• **Selected extract**
Click-bait and other attention-grabbing online content can cause brain rot in large language models, a new study finds.
getty
Brain rot isn’t just for humans anymore. The thoroughly modern affliction also impacts artificial intelligence, according to new research.
The term brain rot has become shorthand for how the endless consumption of trivial or unchallenging online content can dull human cognition — eroding focus, memory, discipline and social judgment. The phrase is so emblematic of our screen-fixated times that Oxford University Press named it word of the year in 2024.
Researchers from the University of Texas at Austin, Texas A&M University and Purdue University got to thinking: If the large language models we increasingly rely on for information are trained on the same firehose of sludge humans constantly consume, what does that mean for the tools’ own “brains”? They explore that question in a new study that appears as a preprint on research platform arXiv and is currently undergoing peer review.
What alarmed the researchers most is that the kind of viral or attention-grabbing text that typically trends online turns out to be cognitive junk for AI that leads to lapses in reasoning, factual inconsistencies and an inability to maintain logical coherence in longer contexts, among other detriments.
“The biggest takeaway is that language models mirror the quality of their data more intimately than we thought,” study co-authors Junyuan Hong and Atlas Wang said in a joint written response to my questions. “When exposed to junk text, models don’t just sound worse, they begin to think worse.” Hong is a postdoctoral fellow at UT Austin and an incoming assistant professor at the National University of Singapore, while Wang is an associate professor in the university’s department of electrical and computer engineering.
But How To Define ‘Junk Content’?

• **Prompt 1**
Decide whether each statement agrees with the article on brain rot in language models. Answer yes or no for each, and quote the words from the article that decide it.
(a) Oxford University Press chose "brain rot" as its word of the year in 2024.
(b) The study has already finished peer review.
(c) Hong holds an associate professor post at UT Austin.
• **Prompt 2**
Rewrite the article on brain rot in language models from "Click-bait and other" up to and including "year in 2024.", changing "artificial intelligence" to "machine intelligence".
• **Prompt 3**
Write the next part of the article on brain rot in language models, following on from its final heading.

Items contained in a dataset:
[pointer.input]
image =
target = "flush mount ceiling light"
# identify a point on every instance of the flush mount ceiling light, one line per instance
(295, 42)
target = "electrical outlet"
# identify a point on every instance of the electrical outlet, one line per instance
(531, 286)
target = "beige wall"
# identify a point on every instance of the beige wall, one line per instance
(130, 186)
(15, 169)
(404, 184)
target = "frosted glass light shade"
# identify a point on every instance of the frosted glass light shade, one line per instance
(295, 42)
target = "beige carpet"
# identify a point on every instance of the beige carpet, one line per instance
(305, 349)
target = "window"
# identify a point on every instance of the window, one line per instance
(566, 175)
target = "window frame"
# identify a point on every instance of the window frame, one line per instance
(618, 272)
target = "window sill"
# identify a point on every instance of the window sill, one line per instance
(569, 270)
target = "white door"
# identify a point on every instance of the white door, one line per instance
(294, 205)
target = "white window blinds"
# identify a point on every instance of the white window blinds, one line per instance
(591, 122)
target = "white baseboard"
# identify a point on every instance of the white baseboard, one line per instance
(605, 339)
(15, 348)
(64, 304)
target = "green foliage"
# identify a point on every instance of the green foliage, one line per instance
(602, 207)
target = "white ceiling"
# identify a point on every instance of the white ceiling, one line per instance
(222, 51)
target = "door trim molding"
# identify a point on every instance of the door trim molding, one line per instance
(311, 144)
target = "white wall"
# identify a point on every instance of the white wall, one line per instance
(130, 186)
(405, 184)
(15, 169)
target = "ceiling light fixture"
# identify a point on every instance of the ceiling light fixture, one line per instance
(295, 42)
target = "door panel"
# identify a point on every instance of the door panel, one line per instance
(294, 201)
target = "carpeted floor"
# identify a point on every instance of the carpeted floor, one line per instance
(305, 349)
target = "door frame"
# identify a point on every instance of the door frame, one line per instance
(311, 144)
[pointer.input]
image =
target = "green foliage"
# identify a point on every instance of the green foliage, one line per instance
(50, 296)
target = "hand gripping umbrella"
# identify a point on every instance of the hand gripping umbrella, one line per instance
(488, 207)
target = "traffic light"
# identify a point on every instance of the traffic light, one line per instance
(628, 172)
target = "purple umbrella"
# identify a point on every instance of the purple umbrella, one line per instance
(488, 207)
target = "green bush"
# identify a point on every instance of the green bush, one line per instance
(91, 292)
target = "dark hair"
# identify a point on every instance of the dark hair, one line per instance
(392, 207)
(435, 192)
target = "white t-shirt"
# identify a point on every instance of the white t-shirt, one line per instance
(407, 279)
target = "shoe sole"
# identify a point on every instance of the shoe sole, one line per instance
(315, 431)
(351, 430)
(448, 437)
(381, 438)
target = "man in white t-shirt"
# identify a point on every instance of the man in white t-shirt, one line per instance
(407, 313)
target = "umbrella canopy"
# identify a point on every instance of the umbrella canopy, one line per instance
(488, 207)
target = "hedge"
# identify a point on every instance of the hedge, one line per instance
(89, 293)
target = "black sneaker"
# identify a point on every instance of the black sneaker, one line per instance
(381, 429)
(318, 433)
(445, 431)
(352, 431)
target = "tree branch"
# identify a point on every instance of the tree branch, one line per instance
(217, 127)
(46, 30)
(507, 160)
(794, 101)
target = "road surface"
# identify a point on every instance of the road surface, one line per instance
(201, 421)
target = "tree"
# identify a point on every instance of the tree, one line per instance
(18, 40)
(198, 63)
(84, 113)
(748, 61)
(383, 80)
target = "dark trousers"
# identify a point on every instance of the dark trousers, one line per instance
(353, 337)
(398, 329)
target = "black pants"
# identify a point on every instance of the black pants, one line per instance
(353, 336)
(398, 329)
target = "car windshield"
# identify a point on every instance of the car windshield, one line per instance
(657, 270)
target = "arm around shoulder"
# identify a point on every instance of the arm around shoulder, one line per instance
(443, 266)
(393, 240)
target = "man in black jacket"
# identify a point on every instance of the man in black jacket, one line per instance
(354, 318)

• **Answer space 1**
(a) Yes: "Oxford University Press named it word of the year in 2024"
(b) No: "is currently undergoing peer review"
(c) No: "Hong is a postdoctoral fellow at UT Austin"

• **Answer space 2**
Click-bait and other attention-grabbing online content can cause brain rot in large language models, a new study finds.
getty
Brain rot isn’t just for humans anymore. The thoroughly modern affliction also impacts machine intelligence, according to new research.
The term brain rot has become shorthand for how the endless consumption of trivial or unchallenging online content can dull human cognition — eroding focus, memory, discipline and social judgment. The phrase is so emblematic of our screen-fixated times that Oxford University Press named it word of the year in 2024.

• **Answer space 3**
To test their “LLM Brain Rot Hypothesis,” the research team constructed “junk” and control datasets from social media platform X. The junk set included highly popular content engineered to grab attention with minimal information: click-bait threads, recycled meme commentary, posts positioned to spark outrage and algorithmically generated listicles.
Such content “looks clean and fluent, so traditional data quality classifiers think it’s fine, but it quietly degrades reasoning because it teaches models to mimic attention rather than understanding,” Hong and Atlas said.
They then trained LLMs including Meta’s open-source Llama3 and versions of Alibaba’s Qwen LLM on the junk — and observed resulting cognitive decay. Strikingly, the damage caused by the low-quality content had a lasting impact on the models.
“Even after extensive ‘rehabilitation’ on cleaner data, the degraded models never fully recovered,” the researchers reported. “That persistence means ‘AI brain rot’ isn’t just a temporary glitch. It’s a form of cognitive scarring. For users, that translates into models that appear fluent but reason shallowly — confident, yet confused.”
Former DeepMind Scientist Weighs In
Ilia Shumailov, a former Google DeepMind AI senior research scientist who was not involved with the study, isn’t surprised by the results, saying they align with academic literature on model poisoning. This term describes what happens when attackers manipulate AI training data, introducing vulnerabilities and biases for their own purposes.
“It is hard to extrapolate from small studies to what would happen at scale,” Shumailov said. “Most of the internet data is quite bad quality, yet clearly we can get very capable models. I read studies like this as cautionary tales that tell us that data we train on should be carefully checked.”
That’s already happening, notes Gideon Futerman, a special projects associate at the Center for AI Safety, a San Francisco-based nonprofit that promotes the safe development and deployment of artificial intelligence.
‘Cognitive Hygiene’ And The Future Of AI
“Leading AI corporations spend lots of effort trying to improve what data is used during training,” Futerman said, adding he’s more concerned about data poisoning than AI models being training with low-quality data. “Improvement on what pre-training data is used is one of the reasons that AI systems have been getting better.”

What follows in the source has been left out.